● **Exercise**: Return the listing below in full, with every line exactly as it is.

========================

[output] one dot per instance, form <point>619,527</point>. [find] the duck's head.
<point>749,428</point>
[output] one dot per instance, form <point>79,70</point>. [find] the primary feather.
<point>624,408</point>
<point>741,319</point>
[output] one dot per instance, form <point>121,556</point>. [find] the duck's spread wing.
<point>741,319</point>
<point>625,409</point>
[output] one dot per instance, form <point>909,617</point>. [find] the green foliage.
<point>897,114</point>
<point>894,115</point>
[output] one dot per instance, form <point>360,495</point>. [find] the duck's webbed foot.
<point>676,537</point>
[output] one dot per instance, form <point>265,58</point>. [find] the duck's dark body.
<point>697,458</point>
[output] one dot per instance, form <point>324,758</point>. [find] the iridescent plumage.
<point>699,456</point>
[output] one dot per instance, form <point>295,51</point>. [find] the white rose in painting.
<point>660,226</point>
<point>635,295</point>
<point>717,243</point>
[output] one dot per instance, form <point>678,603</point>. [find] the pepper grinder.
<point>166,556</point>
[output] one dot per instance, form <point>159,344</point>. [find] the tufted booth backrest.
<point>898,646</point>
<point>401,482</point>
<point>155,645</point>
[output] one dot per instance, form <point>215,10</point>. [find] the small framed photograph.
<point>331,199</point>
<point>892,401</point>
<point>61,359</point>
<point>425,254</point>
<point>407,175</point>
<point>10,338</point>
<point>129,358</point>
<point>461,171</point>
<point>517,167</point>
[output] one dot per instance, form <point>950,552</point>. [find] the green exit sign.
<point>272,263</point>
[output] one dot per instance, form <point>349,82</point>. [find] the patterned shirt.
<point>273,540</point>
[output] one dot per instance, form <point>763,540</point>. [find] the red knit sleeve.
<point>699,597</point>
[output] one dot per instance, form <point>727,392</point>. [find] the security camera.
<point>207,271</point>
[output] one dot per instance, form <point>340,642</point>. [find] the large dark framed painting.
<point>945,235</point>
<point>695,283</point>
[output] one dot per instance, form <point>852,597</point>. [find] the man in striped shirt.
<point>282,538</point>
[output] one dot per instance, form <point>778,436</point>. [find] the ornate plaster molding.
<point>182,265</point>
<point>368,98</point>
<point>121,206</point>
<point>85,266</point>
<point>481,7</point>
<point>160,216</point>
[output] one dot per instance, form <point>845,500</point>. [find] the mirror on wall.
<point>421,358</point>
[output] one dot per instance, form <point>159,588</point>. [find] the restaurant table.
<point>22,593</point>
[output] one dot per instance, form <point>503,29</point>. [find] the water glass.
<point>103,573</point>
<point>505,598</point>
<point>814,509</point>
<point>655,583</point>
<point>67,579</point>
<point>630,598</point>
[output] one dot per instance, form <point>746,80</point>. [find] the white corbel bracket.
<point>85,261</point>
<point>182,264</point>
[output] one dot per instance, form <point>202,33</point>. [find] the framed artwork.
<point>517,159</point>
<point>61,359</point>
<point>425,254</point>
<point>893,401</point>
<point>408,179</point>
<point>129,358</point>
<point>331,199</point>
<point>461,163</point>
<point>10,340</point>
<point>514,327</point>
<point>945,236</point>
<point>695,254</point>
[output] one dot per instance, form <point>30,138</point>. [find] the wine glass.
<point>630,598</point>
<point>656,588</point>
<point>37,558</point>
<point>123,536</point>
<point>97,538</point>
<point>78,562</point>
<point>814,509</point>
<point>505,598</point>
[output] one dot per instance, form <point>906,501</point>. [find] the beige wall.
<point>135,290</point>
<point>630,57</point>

========================

● **Answer section**:
[output] one dot per instance, form <point>619,527</point>. [find] the duck's head.
<point>749,428</point>
[output] one dot per instance, form <point>79,70</point>. [find] the primary feather.
<point>624,408</point>
<point>741,319</point>
[output] one dot per instance, form <point>121,556</point>. [find] the duck's spread wing.
<point>741,319</point>
<point>625,409</point>
[output] one dot per instance, form <point>909,617</point>. [find] the green foliage.
<point>897,114</point>
<point>894,115</point>
[output] one dot per instance, form <point>360,495</point>. [find] the duck's webbed foot.
<point>676,537</point>
[output] one dot per instance, form <point>265,58</point>. [find] the duck's dark body.
<point>697,458</point>
[output] one dot per instance, form <point>324,758</point>. [find] the iridescent plumage.
<point>699,456</point>
[output] one dot per instance, form <point>295,51</point>. [find] the white rose in painting.
<point>660,226</point>
<point>635,295</point>
<point>717,243</point>
[output] one dot per instance, form <point>678,603</point>. [find] the pepper grinder.
<point>166,556</point>
[output] one dot per instance, form <point>159,344</point>. [find] the tufted booth backrest.
<point>898,646</point>
<point>401,482</point>
<point>155,645</point>
[output] one dot per instance, form <point>215,10</point>. [find] the small framed photograph.
<point>331,199</point>
<point>892,401</point>
<point>61,359</point>
<point>425,254</point>
<point>407,175</point>
<point>10,338</point>
<point>129,358</point>
<point>461,171</point>
<point>517,167</point>
[output] one dot per instance, form <point>950,552</point>. [find] the green exit sign.
<point>272,263</point>
[output] one dot per instance, form <point>349,82</point>. [find] the patterned shirt.
<point>273,540</point>
[output] one dot per instance, form <point>763,540</point>. [find] the red knit sleeve.
<point>699,597</point>
[output] one dot per instance, form <point>727,392</point>. [find] the security camera.
<point>207,271</point>
[output] one dot per instance, form <point>340,642</point>. [find] the large dark framed painting.
<point>945,235</point>
<point>695,283</point>
[output] one dot per instance, form <point>852,597</point>. [find] the man in striped shirt.
<point>282,538</point>
[output] one dot per instance, form <point>778,436</point>. [find] the ornate plaster molding.
<point>182,265</point>
<point>368,98</point>
<point>121,206</point>
<point>85,266</point>
<point>481,7</point>
<point>160,216</point>
[output] one dot per instance, form <point>845,500</point>. [find] the mirror on wall.
<point>421,358</point>
[output] one dot per instance, form <point>159,588</point>. [find] the restaurant table.
<point>22,593</point>
[output] one dot per instance, form <point>503,29</point>. [find] the water glass.
<point>103,573</point>
<point>505,598</point>
<point>814,509</point>
<point>655,583</point>
<point>67,579</point>
<point>630,598</point>
[output] one dot per instance, form <point>746,80</point>. [find] the white corbel bracket.
<point>85,261</point>
<point>182,264</point>
[output] one dot per instance, form <point>202,33</point>. [find] the framed artwork.
<point>517,159</point>
<point>61,359</point>
<point>425,254</point>
<point>893,401</point>
<point>408,179</point>
<point>129,358</point>
<point>331,199</point>
<point>461,163</point>
<point>10,340</point>
<point>514,327</point>
<point>945,236</point>
<point>695,254</point>
[output] one dot per instance, form <point>30,138</point>. [find] the wine glass.
<point>630,598</point>
<point>656,588</point>
<point>37,558</point>
<point>123,536</point>
<point>97,538</point>
<point>78,562</point>
<point>814,509</point>
<point>505,598</point>
[output] one dot per instance, form <point>906,501</point>. [find] the beige wall.
<point>135,290</point>
<point>630,57</point>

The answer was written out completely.